◆ SOURCE DOCUMENT:
+-------+

Best Practices for Converting CSV into LOD? from Wood, Jamey on 2010-08-09 (public-lod@w3.org from August 2010)

From: Wood, Jamey <Jamey.Wood@nrel.gov>
Date: Mon, 9 Aug 2010 10:37:01 -0600
To: "public-lod@w3.org" <public-lod@w3.org>
Message-ID: <C8858ACE.7F47%jamey.wood@nrel.gov>

Are there any established best practices for converting CSV data into LOD-friendly RDF? For example, I would like to produce an LOD-friendly RDF version of the "2001 - Present Net Generation by State by Type of Producer by Energy Source" CSV data at:

http://www.eia.doe.gov/cneaf/electricity/epa/epa_sprdshts_monthly.html

I'm attaching a sample of a first stab at this. Questions I'm running into include the following:

1. Should one try to convert primitive data types (particularly strings) into URI references? Or just leave them as primitives? Or perhaps provide both (with separate predicate names)? For example, the sample EIA data I reference has two-letter state abbreviations in one column. Should those be left alone or converted into URIs?
2. Should one merge separate columns from the original data in order to align to well-known RDF types? For example, the sample EIA data has separate "Year" and "Month" columns. Should those be merged in the RDF version so that an "xs:gYearMonth" type can be used?
3. Should one attempt to introduce some sort of hierarchical structure (to make the LOD more "browseable")? The "skos:related" triples in the attached sample are an initial attempt to do that. Is this a good idea? If so, is that a reasonable predicate to use? If it is a reasonable thing to do, we would presumably craft these triples so that one could navigate through the entire LOD (e.g. "state" -> "state/year" -> "state/year/month" -> "state/year/month/typeOfProducer" -> "state/year/month/typeOfProducer/energySource").
4. Any other considerations that I'm overlooking?

Thanks,
Jamey

Attachments

application/octet-stream attachment: generation_state_mon.rdf

Received on Monday, 9 August 2010 16:37:41 UTC

+-------+

◆ TO DO: Write out, word for word, the part of the CSV conversion post that opens with the words "I'm attaching a" and closes with "can be used?".

◆ RECORDS SHOWN:
+-------+

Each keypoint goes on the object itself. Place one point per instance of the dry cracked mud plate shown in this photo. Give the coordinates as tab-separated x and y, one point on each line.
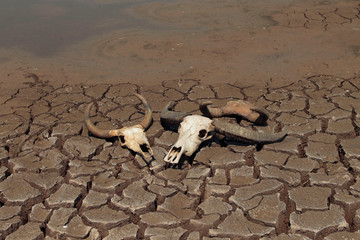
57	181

+-------+

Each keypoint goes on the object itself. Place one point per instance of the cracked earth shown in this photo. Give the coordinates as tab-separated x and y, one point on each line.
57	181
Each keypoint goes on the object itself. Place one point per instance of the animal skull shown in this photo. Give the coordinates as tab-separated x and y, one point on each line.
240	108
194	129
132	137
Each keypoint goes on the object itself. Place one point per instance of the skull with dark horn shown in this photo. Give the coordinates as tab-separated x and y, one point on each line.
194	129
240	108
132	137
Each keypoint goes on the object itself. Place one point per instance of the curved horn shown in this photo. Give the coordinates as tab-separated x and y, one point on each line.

+-------+

◆ SOLUTION FOR THIS EXERCISE:
I'm attaching a sample of a first stab at this. Questions I'm running into include the following:

1. Should one try to convert primitive data types (particularly strings) into URI references? Or just leave them as primitives? Or perhaps provide both (with separate predicate names)? For example, the sample EIA data I reference has two-letter state abbreviations in one column. Should those be left alone or converted into URIs?
2. Should one merge separate columns from the original data in order to align to well-known RDF types? For example, the sample EIA data has separate "Year" and "Month" columns. Should those be merged in the RDF version so that an "xs:gYearMonth" type can be used?